What the task asks: Write the data out again, character for character, with no images.

----- Given records

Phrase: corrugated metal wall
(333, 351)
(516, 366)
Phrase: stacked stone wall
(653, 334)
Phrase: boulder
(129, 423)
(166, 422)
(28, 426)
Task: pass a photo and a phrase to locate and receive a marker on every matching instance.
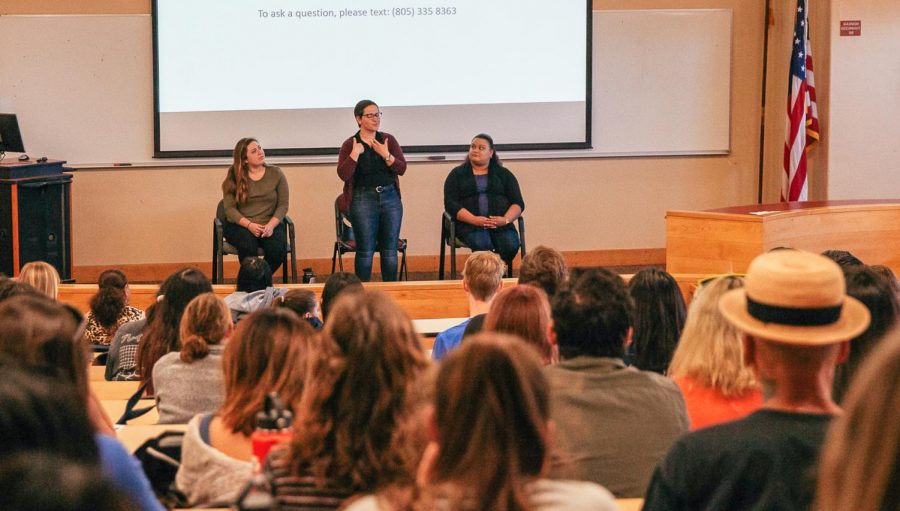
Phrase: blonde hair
(710, 350)
(860, 464)
(42, 277)
(483, 274)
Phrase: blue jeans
(376, 218)
(504, 241)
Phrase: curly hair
(161, 335)
(206, 321)
(355, 411)
(267, 353)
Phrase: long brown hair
(267, 353)
(237, 181)
(523, 311)
(492, 413)
(355, 408)
(205, 321)
(860, 467)
(161, 335)
(45, 335)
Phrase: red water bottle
(273, 426)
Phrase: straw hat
(795, 297)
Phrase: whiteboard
(82, 86)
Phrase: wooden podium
(35, 215)
(726, 240)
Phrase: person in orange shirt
(708, 365)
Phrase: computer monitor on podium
(10, 136)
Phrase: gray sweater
(184, 390)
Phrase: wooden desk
(133, 435)
(113, 390)
(630, 504)
(116, 407)
(726, 240)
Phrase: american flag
(802, 126)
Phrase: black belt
(377, 189)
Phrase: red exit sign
(851, 27)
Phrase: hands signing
(380, 148)
(357, 149)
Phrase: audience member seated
(860, 467)
(56, 411)
(544, 267)
(353, 433)
(614, 422)
(796, 320)
(41, 276)
(162, 322)
(708, 364)
(888, 274)
(11, 287)
(523, 311)
(482, 279)
(189, 382)
(109, 308)
(254, 289)
(490, 438)
(659, 313)
(336, 284)
(162, 333)
(304, 303)
(484, 197)
(876, 293)
(267, 353)
(843, 258)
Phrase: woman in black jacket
(485, 198)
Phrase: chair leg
(404, 271)
(334, 257)
(452, 260)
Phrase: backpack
(160, 458)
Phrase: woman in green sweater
(255, 196)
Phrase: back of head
(336, 284)
(161, 334)
(110, 299)
(304, 304)
(709, 351)
(40, 333)
(12, 287)
(860, 467)
(843, 258)
(267, 353)
(41, 481)
(42, 277)
(206, 322)
(659, 313)
(255, 275)
(491, 413)
(544, 267)
(592, 313)
(483, 275)
(523, 311)
(356, 397)
(877, 294)
(39, 412)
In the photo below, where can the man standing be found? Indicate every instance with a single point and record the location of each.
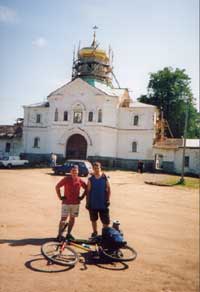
(98, 198)
(71, 200)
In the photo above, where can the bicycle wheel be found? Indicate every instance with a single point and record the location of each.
(59, 254)
(123, 254)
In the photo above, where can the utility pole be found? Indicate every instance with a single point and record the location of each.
(184, 143)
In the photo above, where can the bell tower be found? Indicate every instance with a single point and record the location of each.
(92, 63)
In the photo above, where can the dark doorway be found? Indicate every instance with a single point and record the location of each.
(76, 147)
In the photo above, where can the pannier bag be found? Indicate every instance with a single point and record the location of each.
(112, 239)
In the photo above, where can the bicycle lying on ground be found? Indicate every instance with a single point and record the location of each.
(65, 252)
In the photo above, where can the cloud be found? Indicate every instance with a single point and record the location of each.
(40, 42)
(8, 15)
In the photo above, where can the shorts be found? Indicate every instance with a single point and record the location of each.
(103, 214)
(69, 210)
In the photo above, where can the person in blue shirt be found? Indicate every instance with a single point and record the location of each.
(98, 198)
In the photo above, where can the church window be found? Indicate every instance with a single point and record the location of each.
(134, 146)
(78, 115)
(36, 142)
(38, 118)
(100, 116)
(7, 149)
(90, 117)
(56, 115)
(65, 117)
(135, 120)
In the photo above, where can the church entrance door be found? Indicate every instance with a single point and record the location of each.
(76, 147)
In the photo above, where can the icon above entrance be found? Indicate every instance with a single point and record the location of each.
(76, 147)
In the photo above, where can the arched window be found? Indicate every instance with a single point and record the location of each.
(90, 117)
(56, 115)
(134, 146)
(78, 113)
(38, 118)
(100, 116)
(65, 117)
(36, 143)
(135, 120)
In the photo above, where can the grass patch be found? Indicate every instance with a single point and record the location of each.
(189, 182)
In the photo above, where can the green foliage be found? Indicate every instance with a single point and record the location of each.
(170, 91)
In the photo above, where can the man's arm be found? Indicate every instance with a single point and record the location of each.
(88, 194)
(108, 191)
(58, 187)
(84, 186)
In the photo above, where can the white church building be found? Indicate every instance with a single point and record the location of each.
(88, 118)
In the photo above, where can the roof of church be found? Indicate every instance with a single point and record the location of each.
(140, 104)
(105, 88)
(174, 143)
(100, 86)
(39, 104)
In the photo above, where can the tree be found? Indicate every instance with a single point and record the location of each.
(170, 91)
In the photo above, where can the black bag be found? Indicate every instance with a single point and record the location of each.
(112, 239)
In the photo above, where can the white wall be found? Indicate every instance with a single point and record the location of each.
(144, 140)
(15, 149)
(194, 160)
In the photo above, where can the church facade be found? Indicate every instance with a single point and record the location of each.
(89, 118)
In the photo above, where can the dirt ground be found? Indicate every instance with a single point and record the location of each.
(161, 223)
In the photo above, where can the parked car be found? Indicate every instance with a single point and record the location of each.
(85, 167)
(13, 161)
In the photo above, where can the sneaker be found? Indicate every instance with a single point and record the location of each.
(70, 237)
(59, 238)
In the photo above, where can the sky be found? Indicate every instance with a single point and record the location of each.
(37, 40)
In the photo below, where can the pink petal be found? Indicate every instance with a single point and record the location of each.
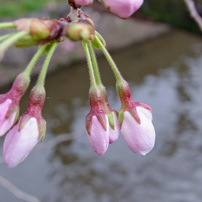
(99, 138)
(139, 137)
(6, 124)
(114, 134)
(123, 8)
(83, 2)
(18, 144)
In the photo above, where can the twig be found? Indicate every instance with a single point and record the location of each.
(17, 192)
(194, 13)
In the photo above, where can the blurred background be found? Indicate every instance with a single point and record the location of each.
(158, 51)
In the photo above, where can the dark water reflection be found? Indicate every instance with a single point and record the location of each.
(164, 73)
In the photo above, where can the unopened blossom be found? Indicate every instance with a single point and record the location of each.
(27, 132)
(19, 141)
(81, 2)
(136, 122)
(140, 137)
(97, 125)
(112, 115)
(114, 132)
(9, 103)
(123, 9)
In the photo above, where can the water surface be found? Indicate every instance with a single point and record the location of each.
(166, 74)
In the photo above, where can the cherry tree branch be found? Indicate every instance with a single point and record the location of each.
(194, 13)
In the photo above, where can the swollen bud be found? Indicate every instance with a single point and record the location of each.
(80, 31)
(79, 3)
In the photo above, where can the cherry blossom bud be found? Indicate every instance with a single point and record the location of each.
(6, 122)
(135, 119)
(80, 31)
(97, 125)
(20, 140)
(139, 137)
(79, 3)
(112, 115)
(123, 9)
(114, 132)
(9, 103)
(27, 132)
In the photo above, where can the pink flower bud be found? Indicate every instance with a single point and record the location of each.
(114, 133)
(114, 128)
(139, 137)
(9, 103)
(83, 2)
(6, 122)
(29, 129)
(136, 122)
(97, 124)
(122, 8)
(20, 140)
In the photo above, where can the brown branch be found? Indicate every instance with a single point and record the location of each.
(194, 13)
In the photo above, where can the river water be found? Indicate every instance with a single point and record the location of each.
(166, 74)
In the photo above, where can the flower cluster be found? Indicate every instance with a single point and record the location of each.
(103, 124)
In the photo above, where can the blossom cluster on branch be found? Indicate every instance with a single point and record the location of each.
(103, 124)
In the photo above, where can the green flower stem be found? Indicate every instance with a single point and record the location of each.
(30, 66)
(95, 65)
(41, 80)
(11, 40)
(90, 66)
(118, 75)
(4, 37)
(5, 25)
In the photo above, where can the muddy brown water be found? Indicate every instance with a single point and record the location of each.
(165, 73)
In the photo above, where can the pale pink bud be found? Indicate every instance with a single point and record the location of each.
(122, 8)
(6, 122)
(83, 2)
(20, 140)
(9, 103)
(114, 133)
(140, 137)
(98, 136)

----------

Result of this task:
Phrase: corrugated metal wall
(333, 351)
(516, 366)
Phrase: stacked stone wall
(653, 334)
Phrase: boulder
(129, 423)
(166, 422)
(28, 426)
Task: pass a photo and a phrase to locate and receive a marker on every matching instance.
Phrase: blonde hair
(710, 350)
(860, 464)
(42, 277)
(483, 274)
Phrase: blue jeans
(376, 218)
(504, 241)
Phrase: curly hair
(161, 335)
(206, 321)
(355, 411)
(267, 353)
Phrase: long brown hair
(267, 353)
(237, 181)
(523, 311)
(492, 413)
(355, 408)
(205, 321)
(860, 467)
(161, 335)
(45, 335)
Phrase: red water bottle
(273, 426)
Phrase: straw hat
(795, 297)
Phrase: whiteboard
(82, 86)
Phrase: wooden podium
(35, 215)
(726, 240)
Phrase: person in orange shirt
(708, 365)
Phrase: computer monitor on podium
(10, 136)
Phrase: gray sweater
(184, 390)
Phrase: wooden desk
(133, 435)
(113, 390)
(630, 504)
(116, 407)
(726, 240)
Phrase: american flag
(802, 126)
Phrase: black belt
(377, 189)
Phrase: red exit sign
(851, 27)
Phrase: hands signing
(380, 148)
(357, 149)
Phrase: audience member seated
(860, 467)
(56, 411)
(544, 267)
(353, 433)
(614, 422)
(796, 320)
(41, 276)
(162, 322)
(708, 364)
(888, 274)
(11, 287)
(523, 311)
(482, 279)
(189, 382)
(109, 308)
(254, 289)
(490, 438)
(659, 313)
(336, 284)
(162, 333)
(304, 303)
(484, 197)
(876, 293)
(267, 353)
(843, 258)
Phrase: woman in black jacket
(485, 198)
Phrase: chair leg
(404, 271)
(334, 257)
(452, 260)
Phrase: backpack
(160, 458)
Phrase: woman in green sweater
(255, 196)
Phrase: back of head
(336, 284)
(161, 334)
(110, 299)
(304, 304)
(709, 351)
(40, 333)
(12, 287)
(860, 467)
(843, 258)
(267, 353)
(41, 481)
(42, 277)
(206, 322)
(659, 313)
(255, 275)
(491, 413)
(544, 267)
(592, 313)
(483, 275)
(523, 311)
(356, 397)
(877, 294)
(39, 412)
In the photo below, where can the man standing be found? Indicate every instance with a single point and record the location of each.
(98, 198)
(71, 200)
In the photo above, where can the bicycle wheel be found? Indicate every instance with a single point and record the location of each.
(59, 254)
(123, 254)
In the photo above, where can the utility pole be found? Indicate every instance with a single point and record the location of each.
(184, 143)
In the photo above, where can the bell tower be found? Indicate every instance with a single point and record the location of each.
(92, 63)
In the photo above, where can the dark doorway be found? Indicate every instance with a single point and record the location of each.
(76, 147)
In the photo above, where can the pannier bag be found? Indicate every instance with a single point and record the location of each.
(112, 239)
In the photo above, where can the bicycle lying on ground be found? Indicate every instance with a single point and record the location of each.
(65, 252)
In the photo above, where can the cloud be found? Indicate every instance with a single point and record the location of each.
(40, 42)
(8, 15)
In the photo above, where can the shorts be found? Indicate every instance with a single point and record the location of each.
(103, 214)
(69, 210)
In the photo above, where can the person in blue shirt be found? Indicate every instance with a single point and record the location of each.
(98, 198)
In the photo above, where can the church window be found? Indicate every instance with a single point and record the location of each.
(134, 146)
(78, 115)
(36, 142)
(38, 118)
(100, 116)
(7, 149)
(90, 117)
(56, 115)
(65, 117)
(135, 120)
In the photo above, where can the church entrance door be found? Indicate every instance with a single point and record the location of each.
(76, 147)
In the photo above, where can the icon above entrance be found? Indicate every instance with a single point and record the location of each.
(76, 147)
In the photo above, where can the arched window be found? Indicate every instance with a single point and record the location of each.
(90, 117)
(56, 115)
(134, 146)
(78, 113)
(38, 118)
(100, 116)
(65, 117)
(36, 143)
(135, 120)
In the photo above, where can the grass patch be found? Indicate every instance with a single point and record the location of each.
(189, 182)
In the photo above, where can the green foliage be found? Indicate every instance with a single point and record the location of each.
(170, 91)
In the photo above, where can the man's arm be found? Indicate every instance with a single point and record the location of each.
(88, 194)
(108, 191)
(58, 187)
(84, 186)
In the photo above, where can the white church building be found? Indicate every instance with a single point and record the location of each.
(88, 118)
In the photo above, where can the roof of church be found? Indicate every instance with a single point and record the location of each.
(140, 104)
(105, 88)
(174, 143)
(100, 86)
(39, 104)
In the photo above, where can the tree be found? Indicate every instance with a single point and record the location of each.
(170, 91)
In the photo above, where can the black bag be found? Indicate every instance with a single point and record the location of each.
(112, 239)
In the photo above, where can the white wall be found? Indicate every instance with a single point and record the location of each.
(144, 140)
(15, 149)
(194, 160)
In the photo above, where can the church facade be found? Indicate every instance with a single point and record the location of each.
(89, 118)
In the photo above, where can the dirt ground be found? Indicate every instance with a single point and record the location of each.
(161, 223)
In the photo above, where can the parked car be found? Indicate every instance with a single point and record the location of each.
(85, 167)
(13, 161)
In the photo above, where can the sneaker be found? Indicate every instance with a single point and record the location of each.
(70, 237)
(59, 238)
In the photo above, where can the sky be found? Indicate every instance with a single point and record the location of each.
(37, 40)
In the photo below, where can the pink petal be found? Indicate every instance with a single point and record the location of each.
(99, 138)
(139, 137)
(6, 124)
(114, 134)
(123, 8)
(83, 2)
(18, 144)
In the photo above, where can the twig be found? Indicate every instance with a single point and record the location of each.
(17, 192)
(194, 13)
In the photo above, where can the blurred background be found? Indicate every instance with a single point and record the location of each.
(158, 51)
In the photo above, where can the dark water reflection be found? Indicate every instance with a single point and record the location of each.
(164, 73)
In the photo above, where can the unopened blossom be found? Indicate every instance with a single point and record the location of each.
(27, 132)
(19, 141)
(81, 2)
(136, 122)
(140, 137)
(97, 125)
(112, 115)
(114, 132)
(9, 103)
(123, 9)
In the photo above, where can the water surface be found? Indicate every instance with a single point and record the location of each.
(166, 74)
In the photo above, where can the cherry tree branch be found? Indicate every instance with a single point and record the location of each.
(194, 13)
In the photo above, where can the swollen bud be found? Indicate every instance with a single point and record the location of each.
(80, 31)
(79, 3)
In the photo above, where can the cherry blossom bud be found? Indicate every instance with a single point and record the location of each.
(6, 122)
(135, 119)
(80, 31)
(97, 125)
(20, 140)
(139, 137)
(79, 3)
(112, 115)
(123, 9)
(114, 132)
(9, 103)
(27, 132)
In the photo above, where can the pink flower bud be found? Indicate every instance with a single point and record the location of each.
(114, 133)
(114, 128)
(139, 137)
(9, 103)
(83, 2)
(6, 122)
(29, 129)
(136, 122)
(97, 124)
(122, 8)
(20, 140)
In the photo above, where can the brown branch be found? Indicate every instance with a single point and record the location of each.
(194, 13)
In the photo above, where can the river water be found? Indicate every instance with a single point and record the location of each.
(166, 74)
In the photo above, where can the flower cluster be found? Indicate every instance with a single point and record the location of each.
(103, 124)
In the photo above, where can the blossom cluster on branch be found? Indicate every instance with a single point and record the location of each.
(103, 124)
In the photo above, where can the green flower stem be found? Indicate every instance with a single point and record the location of each.
(30, 66)
(95, 65)
(41, 80)
(11, 40)
(90, 66)
(118, 75)
(4, 37)
(5, 25)
In the photo above, where can the muddy brown water be found? Indicate every instance with a single point and record the location of each.
(165, 73)
In the photo above, where can the pale pink bud be found? Indicate every instance with a single point and record the location of each.
(122, 8)
(6, 122)
(83, 2)
(20, 140)
(9, 103)
(114, 133)
(140, 137)
(98, 136)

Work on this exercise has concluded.